__Collection entries__:
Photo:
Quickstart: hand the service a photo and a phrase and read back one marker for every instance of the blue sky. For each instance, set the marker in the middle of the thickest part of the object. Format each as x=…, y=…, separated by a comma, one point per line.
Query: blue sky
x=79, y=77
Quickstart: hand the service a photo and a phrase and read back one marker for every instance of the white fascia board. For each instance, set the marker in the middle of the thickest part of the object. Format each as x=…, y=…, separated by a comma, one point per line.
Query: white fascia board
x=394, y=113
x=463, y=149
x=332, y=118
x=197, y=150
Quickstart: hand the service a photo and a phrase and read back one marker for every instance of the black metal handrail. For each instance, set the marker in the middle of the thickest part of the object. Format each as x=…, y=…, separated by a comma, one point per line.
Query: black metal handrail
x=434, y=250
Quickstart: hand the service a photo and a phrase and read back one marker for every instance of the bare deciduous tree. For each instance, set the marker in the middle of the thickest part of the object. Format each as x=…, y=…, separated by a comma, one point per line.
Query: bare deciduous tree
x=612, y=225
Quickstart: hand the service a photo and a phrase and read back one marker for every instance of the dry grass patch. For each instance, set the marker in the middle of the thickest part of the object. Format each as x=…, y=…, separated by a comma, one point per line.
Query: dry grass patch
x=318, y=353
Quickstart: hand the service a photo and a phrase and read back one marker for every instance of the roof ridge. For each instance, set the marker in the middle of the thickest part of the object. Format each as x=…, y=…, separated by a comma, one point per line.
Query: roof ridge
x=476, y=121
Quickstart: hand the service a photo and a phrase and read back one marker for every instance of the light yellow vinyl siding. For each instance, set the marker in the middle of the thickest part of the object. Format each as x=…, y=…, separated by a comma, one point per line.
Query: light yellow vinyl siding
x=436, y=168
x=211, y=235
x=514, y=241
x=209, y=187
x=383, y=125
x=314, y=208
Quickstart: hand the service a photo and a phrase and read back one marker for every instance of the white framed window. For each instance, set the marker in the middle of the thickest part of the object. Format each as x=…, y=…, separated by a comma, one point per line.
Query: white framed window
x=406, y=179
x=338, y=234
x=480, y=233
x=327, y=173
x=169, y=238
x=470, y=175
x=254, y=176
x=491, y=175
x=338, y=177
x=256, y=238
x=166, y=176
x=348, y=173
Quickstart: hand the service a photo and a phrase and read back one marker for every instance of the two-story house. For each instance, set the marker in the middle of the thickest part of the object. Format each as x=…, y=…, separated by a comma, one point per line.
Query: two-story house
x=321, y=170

__EXERCISE OBJECTIVE__: Once you have read the records above, write them out again exactly.

__ANSWER SPACE__:
Photo:
Quickstart: hand the service a photo and a phrase and read back one marker for every instance of the blue sky. For each instance, set the marker in the middle of the thickest part of the object. Format each as x=…, y=…, separated by a comma, one point per line.
Query: blue sky
x=79, y=77
Quickstart: hand the service a photo and a phrase and read back one marker for every instance of the white fascia board. For each instance, set the marker in the middle of the thickest part of the object. Format each as x=…, y=…, separated by a comma, one point per line.
Query: white fascia board
x=394, y=113
x=463, y=149
x=332, y=118
x=197, y=150
Quickstart: hand the service a photo and a phrase and read back one marker for every instance of the black metal handrail. For each instance, set the marker in the middle of the thickest part of the object. Format each as x=…, y=…, separated by a comma, one point per line.
Query: black metal handrail
x=434, y=250
Quickstart: hand the service a photo and a phrase and read back one marker for every instance of the bare deciduous tree. For each instance, set the marker in the middle of the thickest part of the object. Format each as x=…, y=…, separated by a comma, one point per line.
Query: bare deciduous tree
x=612, y=225
Quickstart: hand the service a photo and a phrase and read back one marker for every instance of the dry grass patch. For each instance, set the marker in the middle of the thickest part of the object. Format each as x=…, y=…, separated by a comma, one point per line.
Query: dry grass patch
x=318, y=353
Quickstart: hand the service a photo and a phrase and read back one marker for every instance of the roof ridge. For each instance, set the marker in the middle of the thickest part of the object. Format each as x=…, y=…, separated by a comma, one point per line.
Query: roof ridge
x=476, y=121
Quickstart: hand the service a photo and a phrase and read back one marker for every instance of the light yellow vinyl siding. For each instance, set the marker in the middle of the thickest part of the object. Format each as x=…, y=…, separated by a comma, one point per line.
Query: light yellow vinyl siding
x=436, y=168
x=211, y=235
x=514, y=241
x=209, y=187
x=383, y=125
x=314, y=208
Quickstart: hand the service a photo and a phrase and read back one marker for every instance of the white framed window. For each instance, set the marker in the middle of the thickest part of the object. Format each as x=…, y=…, separated by a comma, one point per line.
Query: white framed window
x=406, y=179
x=338, y=234
x=480, y=233
x=327, y=173
x=169, y=238
x=470, y=175
x=254, y=176
x=491, y=175
x=338, y=177
x=256, y=238
x=166, y=176
x=348, y=173
Quickstart: hand the service a photo and a phrase and read back one marker for every instance of the two-story house. For each instance, set the marker in the middle of the thickest part of the object. Format each as x=…, y=…, separated by a comma, one point per line.
Query: two-story house
x=321, y=170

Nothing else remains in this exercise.